EXCERPTED TEXT
-- Start --
American Idol Recap: The Top 4 "Rock Out" (?)
by Elisa Camahort

New Wave, Reggae, Doo Wop, Soul, Folk...I heard about everything except rock and roll, how about you?

Sigh. This is the American idol season that simply should have been better. Early promise has fizzled into mind-numbing same-ness. I am disappointed in you, my little Idol children.

Last night each contestant performed two songs from the Rock and Roll Hall of Fame's list of 500 most influential songs. So, can I start off by saying I am shocked that "Hungry Like the Wolf" is even ON that list?

Sigh, again.

1. David C. kicked off with the aforementioned Duran Duran song, and brought no killer energy to it. If you're going to do this overwrought, over the top disco-masquerading-as-new-wave song then how about having some of Simon LeBon's drama queen persona? 'Cause the song all on its own? Kinda boring. David C. paced back and forth more like someone on a subway platform than a caged animal. He talked about switching up the song, but it sounded pretty faithful to me. He has a great rock voice. Too bad he squandered it with this low-energy performance.

David C.'s second song was Baba O'Reilly by The Who. My S.O. strenuously disagreed with me, but I loathed this. Hated it. I'm ready to call it the worst performance by any Top 12 performer this season. Here's why: If the song can't be done justice in a minute thirty, don't fucking do it, OK...not this song, or any anthemic, iconic rock song like it. This came out like some Bryan Adams ballad for 90% of it, complete with artful rasp in the voice. Maybe, maybe, I could have lived with it if he had done the boring, slow, PREDICTABLE, "moody" first verse if at some point, any point, it had broken into that signature keyboard riff, played me some HUGE descending chords and given me even David C.'s pale imitation of a Roger Daltry wail. but no, talk about songus interruptus. What a let-down and disappointment.
-- End --
TASK TO CARRY OUT
Retype the part of the American Idol recap that opens with the words containing "American Idol Recap: The" and closes with "little Idol children.". The lines that come after this aren't needed.

SOURCE EXCERPT
-- Start --
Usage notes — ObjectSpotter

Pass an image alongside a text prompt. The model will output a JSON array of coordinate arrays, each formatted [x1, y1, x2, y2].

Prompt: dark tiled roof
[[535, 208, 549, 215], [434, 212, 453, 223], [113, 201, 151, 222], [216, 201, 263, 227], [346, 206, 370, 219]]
-- End --
CORRECT RESULT
American Idol Recap: The Top 4 "Rock Out" (?)
by Elisa Camahort

New Wave, Reggae, Doo Wop, Soul, Folk...I heard about everything except rock and roll, how about you?

Sigh. This is the American idol season that simply should have been better. Early promise has fizzled into mind-numbing same-ness. I am disappointed in you, my little Idol children.